Exercise task
Reproduce every line of the material below verbatim, changing nothing.

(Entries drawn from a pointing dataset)
- - - - -

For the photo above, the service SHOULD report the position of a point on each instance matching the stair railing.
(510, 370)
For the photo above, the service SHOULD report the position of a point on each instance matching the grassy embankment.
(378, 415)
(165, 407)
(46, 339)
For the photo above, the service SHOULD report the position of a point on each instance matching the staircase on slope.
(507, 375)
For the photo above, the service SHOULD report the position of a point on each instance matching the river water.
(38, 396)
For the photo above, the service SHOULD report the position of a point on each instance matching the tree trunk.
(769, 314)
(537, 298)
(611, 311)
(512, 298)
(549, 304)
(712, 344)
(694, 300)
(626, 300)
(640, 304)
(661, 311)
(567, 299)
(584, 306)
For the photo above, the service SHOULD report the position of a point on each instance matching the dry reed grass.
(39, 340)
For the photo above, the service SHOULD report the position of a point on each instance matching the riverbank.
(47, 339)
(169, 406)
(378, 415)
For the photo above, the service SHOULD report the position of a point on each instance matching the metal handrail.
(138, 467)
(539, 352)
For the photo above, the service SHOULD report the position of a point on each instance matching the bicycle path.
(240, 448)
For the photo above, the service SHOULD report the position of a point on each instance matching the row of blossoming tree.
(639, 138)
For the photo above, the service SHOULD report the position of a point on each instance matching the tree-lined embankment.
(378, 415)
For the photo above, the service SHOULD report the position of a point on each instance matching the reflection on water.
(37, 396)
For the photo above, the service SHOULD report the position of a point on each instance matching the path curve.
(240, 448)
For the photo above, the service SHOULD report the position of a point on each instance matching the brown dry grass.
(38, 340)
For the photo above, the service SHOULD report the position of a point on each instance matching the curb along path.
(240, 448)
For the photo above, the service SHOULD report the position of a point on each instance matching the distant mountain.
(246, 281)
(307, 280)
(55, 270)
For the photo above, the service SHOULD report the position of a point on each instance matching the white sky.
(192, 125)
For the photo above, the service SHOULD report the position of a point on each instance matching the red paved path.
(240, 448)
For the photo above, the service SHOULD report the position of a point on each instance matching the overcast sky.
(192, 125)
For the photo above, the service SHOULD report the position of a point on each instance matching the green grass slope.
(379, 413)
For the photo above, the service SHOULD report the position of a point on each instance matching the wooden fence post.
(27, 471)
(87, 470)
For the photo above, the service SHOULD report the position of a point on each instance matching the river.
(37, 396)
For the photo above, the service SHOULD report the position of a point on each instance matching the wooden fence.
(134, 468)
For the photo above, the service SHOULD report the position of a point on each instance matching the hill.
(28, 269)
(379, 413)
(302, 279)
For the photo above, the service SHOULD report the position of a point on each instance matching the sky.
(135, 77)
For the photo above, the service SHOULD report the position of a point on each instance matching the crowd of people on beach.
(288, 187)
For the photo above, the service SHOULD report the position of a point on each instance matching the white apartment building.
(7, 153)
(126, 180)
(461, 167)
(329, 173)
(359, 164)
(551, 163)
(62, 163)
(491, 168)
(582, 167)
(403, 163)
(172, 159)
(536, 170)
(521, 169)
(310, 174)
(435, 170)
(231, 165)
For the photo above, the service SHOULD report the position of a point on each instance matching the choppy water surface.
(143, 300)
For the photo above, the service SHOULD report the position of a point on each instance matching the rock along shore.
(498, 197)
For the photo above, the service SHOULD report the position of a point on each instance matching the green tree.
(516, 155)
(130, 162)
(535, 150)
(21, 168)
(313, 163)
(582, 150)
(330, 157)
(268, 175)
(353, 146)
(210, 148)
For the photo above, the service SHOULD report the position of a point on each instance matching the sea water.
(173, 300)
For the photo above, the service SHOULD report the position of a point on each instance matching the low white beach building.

- - - - -

Response to this task
For the photo above, the service SHOULD report the position of a point on each instance matching the stair railing.
(510, 370)
For the photo above, the service SHOULD report the position of a point on each instance matching the grassy embankment.
(378, 415)
(165, 407)
(46, 339)
For the photo above, the service SHOULD report the position of a point on each instance matching the staircase on slope.
(507, 375)
For the photo above, the service SHOULD report the position of a point on each instance matching the river water.
(38, 396)
For the photo above, the service SHOULD report the position of a point on each instance matching the tree trunk.
(769, 314)
(537, 298)
(611, 311)
(512, 298)
(549, 304)
(712, 344)
(694, 300)
(626, 300)
(640, 304)
(661, 311)
(567, 299)
(584, 306)
For the photo above, the service SHOULD report the position of a point on each instance matching the dry reed grass.
(39, 340)
For the photo above, the service SHOULD report the position of a point on each instance matching the riverbank.
(47, 339)
(169, 406)
(378, 415)
For the photo above, the service SHOULD report the position of a point on each instance matching the metal handrail.
(138, 467)
(539, 352)
For the photo above, the service SHOULD report the position of a point on each instance matching the bicycle path.
(240, 448)
For the photo above, the service SHOULD report the position of a point on each instance matching the row of blossoming tree.
(639, 138)
For the photo above, the service SHOULD report the position of a point on each instance matching the tree-lined embankment.
(378, 415)
For the photo above, the service SHOULD report the position of a point on each instance matching the reflection on water.
(37, 396)
For the photo above, the service SHOULD report the position of a point on each instance matching the path curve.
(240, 448)
For the photo above, the service SHOULD report the position of a point on each instance matching the brown dry grass.
(38, 340)
For the photo above, the service SHOULD report the position of a point on each instance matching the curb along path.
(240, 448)
For the photo above, the service SHOULD report the position of a point on each instance matching the distant mountain.
(246, 281)
(307, 280)
(55, 270)
For the photo above, the service SHOULD report the position of a point on each instance matching the white sky.
(192, 125)
For the photo above, the service SHOULD report the position of a point on each instance matching the red paved path.
(240, 448)
For the photo above, the service SHOULD report the position of a point on each instance matching the overcast sky.
(192, 125)
For the photo above, the service SHOULD report the position of a point on each instance matching the green grass slope.
(379, 413)
For the photo above, the service SHOULD report the position of a point on each instance matching the wooden fence post.
(27, 471)
(87, 470)
For the photo above, the service SHOULD report the position of a point on each instance matching the river.
(37, 396)
For the photo above, the service SHOULD report the position of a point on each instance matching the wooden fence.
(134, 468)
For the photo above, the service SHOULD report the position of a point on each instance matching the hill.
(28, 269)
(379, 413)
(302, 279)
For the photo above, the service SHOULD report the position of a point on each instance matching the sky.
(135, 77)
For the photo above, the service SHOULD report the position of a point on each instance matching the crowd of people on beach.
(288, 187)
For the photo above, the service SHOULD report the position of a point on each instance matching the white apartment building.
(7, 153)
(126, 180)
(461, 167)
(329, 173)
(359, 164)
(551, 163)
(62, 163)
(491, 168)
(582, 167)
(403, 163)
(172, 159)
(536, 170)
(521, 169)
(310, 174)
(435, 170)
(231, 165)
For the photo above, the service SHOULD report the position of a point on each instance matching the choppy water surface.
(143, 300)
For the photo above, the service SHOULD report the position of a point on each instance matching the rock along shore.
(498, 197)
For the photo above, the service SHOULD report the position of a point on each instance matching the green tree.
(516, 155)
(130, 162)
(535, 150)
(21, 168)
(313, 163)
(582, 150)
(330, 157)
(268, 175)
(353, 146)
(210, 148)
For the photo above, the service SHOULD report the position of a point on each instance matching the sea water.
(173, 300)
For the photo above, the service SHOULD report the position of a point on each instance matching the low white beach building.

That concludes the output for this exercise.